[Goal of the exercise]:
Replace "photo" with "image" in the part that opens with the line containing "Kindly outline every instance of the **5tdyz3dc3js922663**" and closes with the line containing "25L141 30L89 28ZM225", changing nothing else. Return only those lines, and leave the pictures out.

[Listed records]:
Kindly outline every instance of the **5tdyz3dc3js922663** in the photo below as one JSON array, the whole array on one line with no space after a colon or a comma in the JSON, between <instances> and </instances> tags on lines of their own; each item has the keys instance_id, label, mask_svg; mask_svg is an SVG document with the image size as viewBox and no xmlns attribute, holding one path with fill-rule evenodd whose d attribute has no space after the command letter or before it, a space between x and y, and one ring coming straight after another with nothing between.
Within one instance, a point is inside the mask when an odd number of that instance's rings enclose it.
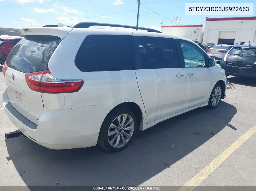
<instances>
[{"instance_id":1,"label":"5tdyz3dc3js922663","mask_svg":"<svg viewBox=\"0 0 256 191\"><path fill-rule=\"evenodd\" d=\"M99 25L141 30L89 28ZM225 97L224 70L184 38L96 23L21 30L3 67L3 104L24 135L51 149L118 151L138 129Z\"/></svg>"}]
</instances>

* * *

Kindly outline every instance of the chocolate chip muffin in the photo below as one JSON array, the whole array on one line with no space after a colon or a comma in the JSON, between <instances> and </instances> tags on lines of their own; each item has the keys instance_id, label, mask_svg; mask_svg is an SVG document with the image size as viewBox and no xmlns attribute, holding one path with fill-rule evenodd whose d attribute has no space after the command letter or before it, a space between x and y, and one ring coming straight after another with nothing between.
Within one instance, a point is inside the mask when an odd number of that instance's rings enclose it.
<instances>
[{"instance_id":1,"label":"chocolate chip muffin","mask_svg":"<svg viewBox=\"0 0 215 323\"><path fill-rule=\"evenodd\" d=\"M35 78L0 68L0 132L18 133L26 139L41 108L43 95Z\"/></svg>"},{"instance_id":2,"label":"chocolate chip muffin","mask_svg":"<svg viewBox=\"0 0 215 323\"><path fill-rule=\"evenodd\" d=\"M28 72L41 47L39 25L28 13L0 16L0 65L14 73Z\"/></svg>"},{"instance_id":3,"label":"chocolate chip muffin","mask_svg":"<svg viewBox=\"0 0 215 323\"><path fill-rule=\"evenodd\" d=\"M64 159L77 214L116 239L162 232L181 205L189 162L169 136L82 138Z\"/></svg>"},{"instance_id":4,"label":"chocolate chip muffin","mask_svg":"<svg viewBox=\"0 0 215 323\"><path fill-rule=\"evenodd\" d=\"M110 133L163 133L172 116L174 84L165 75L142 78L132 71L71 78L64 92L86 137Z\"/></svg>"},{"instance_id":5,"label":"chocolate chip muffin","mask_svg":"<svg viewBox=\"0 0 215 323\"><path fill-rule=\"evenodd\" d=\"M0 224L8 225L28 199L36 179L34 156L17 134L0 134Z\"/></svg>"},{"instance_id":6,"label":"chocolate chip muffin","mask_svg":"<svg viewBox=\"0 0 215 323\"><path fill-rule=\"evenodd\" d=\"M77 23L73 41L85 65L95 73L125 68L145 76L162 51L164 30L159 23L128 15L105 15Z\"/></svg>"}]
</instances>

==

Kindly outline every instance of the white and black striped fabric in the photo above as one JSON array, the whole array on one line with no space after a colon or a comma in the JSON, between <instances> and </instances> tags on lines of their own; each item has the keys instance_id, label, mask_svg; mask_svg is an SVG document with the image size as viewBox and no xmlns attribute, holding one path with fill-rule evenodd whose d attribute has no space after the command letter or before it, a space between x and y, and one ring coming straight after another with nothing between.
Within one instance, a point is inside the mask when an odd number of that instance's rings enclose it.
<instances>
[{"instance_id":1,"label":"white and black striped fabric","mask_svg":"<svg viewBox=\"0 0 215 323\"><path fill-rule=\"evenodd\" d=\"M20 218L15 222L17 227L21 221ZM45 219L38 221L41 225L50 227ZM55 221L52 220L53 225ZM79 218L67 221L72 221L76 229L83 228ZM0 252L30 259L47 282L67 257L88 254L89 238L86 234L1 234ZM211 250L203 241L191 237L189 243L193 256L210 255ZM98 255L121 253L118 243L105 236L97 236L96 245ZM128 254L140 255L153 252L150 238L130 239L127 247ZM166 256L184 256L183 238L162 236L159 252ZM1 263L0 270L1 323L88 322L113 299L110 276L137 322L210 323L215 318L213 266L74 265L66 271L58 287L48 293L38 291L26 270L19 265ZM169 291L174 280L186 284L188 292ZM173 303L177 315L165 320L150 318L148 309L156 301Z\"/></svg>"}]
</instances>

[Exercise output]:
Kindly outline every instance of the **5tdyz3dc3js922663** in the image below as one JSON array, the whole array on one line with no space after a colon or a comma in the JSON, between <instances> and </instances> tags on lines of their own; each item has the keys instance_id, label, mask_svg; mask_svg is an SVG document with the image size as viewBox and no xmlns attribute, holding one path with fill-rule evenodd whose d attribute has no space after the command letter or before it, a space between x and y, and one ring coming straight after another with nothing between.
Within one instance, a point is inside the mask when an odd number of that instance's rings enclose it.
<instances>
[{"instance_id":1,"label":"5tdyz3dc3js922663","mask_svg":"<svg viewBox=\"0 0 256 191\"><path fill-rule=\"evenodd\" d=\"M99 25L141 30L89 28ZM225 97L224 70L184 38L96 23L21 30L3 67L3 104L24 135L51 149L118 151L138 129Z\"/></svg>"}]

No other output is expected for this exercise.